**What to produce:**
Go through the data and copy each line that holds "rooftop".

§

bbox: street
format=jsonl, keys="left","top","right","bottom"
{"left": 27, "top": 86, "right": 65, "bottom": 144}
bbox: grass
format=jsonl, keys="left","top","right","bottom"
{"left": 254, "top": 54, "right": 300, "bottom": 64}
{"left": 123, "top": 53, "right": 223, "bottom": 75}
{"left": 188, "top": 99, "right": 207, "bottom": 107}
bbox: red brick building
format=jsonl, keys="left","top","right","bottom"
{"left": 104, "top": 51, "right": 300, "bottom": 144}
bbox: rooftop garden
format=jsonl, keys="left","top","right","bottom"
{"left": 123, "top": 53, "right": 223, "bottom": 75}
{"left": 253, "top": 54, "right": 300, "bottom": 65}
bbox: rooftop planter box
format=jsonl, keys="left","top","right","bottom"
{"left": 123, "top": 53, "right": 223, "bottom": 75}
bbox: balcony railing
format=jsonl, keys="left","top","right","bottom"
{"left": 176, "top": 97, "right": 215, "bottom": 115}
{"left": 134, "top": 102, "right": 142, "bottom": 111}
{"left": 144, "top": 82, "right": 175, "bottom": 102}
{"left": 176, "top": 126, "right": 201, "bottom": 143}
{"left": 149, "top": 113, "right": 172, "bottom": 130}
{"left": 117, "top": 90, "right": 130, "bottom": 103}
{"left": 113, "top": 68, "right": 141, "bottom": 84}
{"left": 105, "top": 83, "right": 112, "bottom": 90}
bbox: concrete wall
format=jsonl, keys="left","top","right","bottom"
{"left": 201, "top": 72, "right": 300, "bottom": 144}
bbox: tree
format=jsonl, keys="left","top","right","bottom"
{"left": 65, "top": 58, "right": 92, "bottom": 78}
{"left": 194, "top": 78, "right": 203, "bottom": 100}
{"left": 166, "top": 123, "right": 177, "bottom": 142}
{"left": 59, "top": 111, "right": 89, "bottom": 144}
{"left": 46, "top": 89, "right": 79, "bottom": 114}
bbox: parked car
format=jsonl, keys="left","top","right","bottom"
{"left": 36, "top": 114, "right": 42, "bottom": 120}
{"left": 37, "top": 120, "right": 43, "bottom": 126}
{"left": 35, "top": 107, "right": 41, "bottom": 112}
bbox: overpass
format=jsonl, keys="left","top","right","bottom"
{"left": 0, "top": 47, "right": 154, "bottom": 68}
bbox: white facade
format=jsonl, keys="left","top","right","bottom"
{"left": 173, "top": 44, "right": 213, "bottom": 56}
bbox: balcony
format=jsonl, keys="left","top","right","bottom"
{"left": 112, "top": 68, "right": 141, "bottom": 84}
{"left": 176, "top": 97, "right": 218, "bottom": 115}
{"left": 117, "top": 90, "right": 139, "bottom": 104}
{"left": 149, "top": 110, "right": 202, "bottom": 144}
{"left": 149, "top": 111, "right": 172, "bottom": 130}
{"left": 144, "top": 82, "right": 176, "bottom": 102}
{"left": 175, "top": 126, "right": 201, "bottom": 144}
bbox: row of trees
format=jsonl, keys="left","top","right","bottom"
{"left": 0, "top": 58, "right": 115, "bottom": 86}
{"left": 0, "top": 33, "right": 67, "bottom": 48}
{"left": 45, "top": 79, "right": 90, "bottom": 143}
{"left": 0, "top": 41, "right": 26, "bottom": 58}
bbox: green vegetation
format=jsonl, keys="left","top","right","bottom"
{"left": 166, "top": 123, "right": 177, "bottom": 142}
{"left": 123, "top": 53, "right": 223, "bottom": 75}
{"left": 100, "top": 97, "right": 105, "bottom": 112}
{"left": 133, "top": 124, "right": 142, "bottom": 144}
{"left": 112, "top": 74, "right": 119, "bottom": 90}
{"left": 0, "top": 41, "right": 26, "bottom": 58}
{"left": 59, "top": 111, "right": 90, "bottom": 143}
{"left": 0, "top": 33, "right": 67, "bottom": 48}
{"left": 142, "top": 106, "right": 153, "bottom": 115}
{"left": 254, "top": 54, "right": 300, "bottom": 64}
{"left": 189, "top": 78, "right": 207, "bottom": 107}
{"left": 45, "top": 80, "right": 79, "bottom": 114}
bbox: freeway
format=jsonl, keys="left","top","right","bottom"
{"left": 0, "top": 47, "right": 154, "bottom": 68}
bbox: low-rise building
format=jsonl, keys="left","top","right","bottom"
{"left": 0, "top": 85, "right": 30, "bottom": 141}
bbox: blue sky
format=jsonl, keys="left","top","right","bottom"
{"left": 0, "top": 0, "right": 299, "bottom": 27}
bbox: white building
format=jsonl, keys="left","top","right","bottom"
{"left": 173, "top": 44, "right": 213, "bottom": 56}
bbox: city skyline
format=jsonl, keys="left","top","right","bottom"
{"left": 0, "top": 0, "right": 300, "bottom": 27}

§

**Problem solution:**
bbox: rooftop garden
bbox: rooftop planter box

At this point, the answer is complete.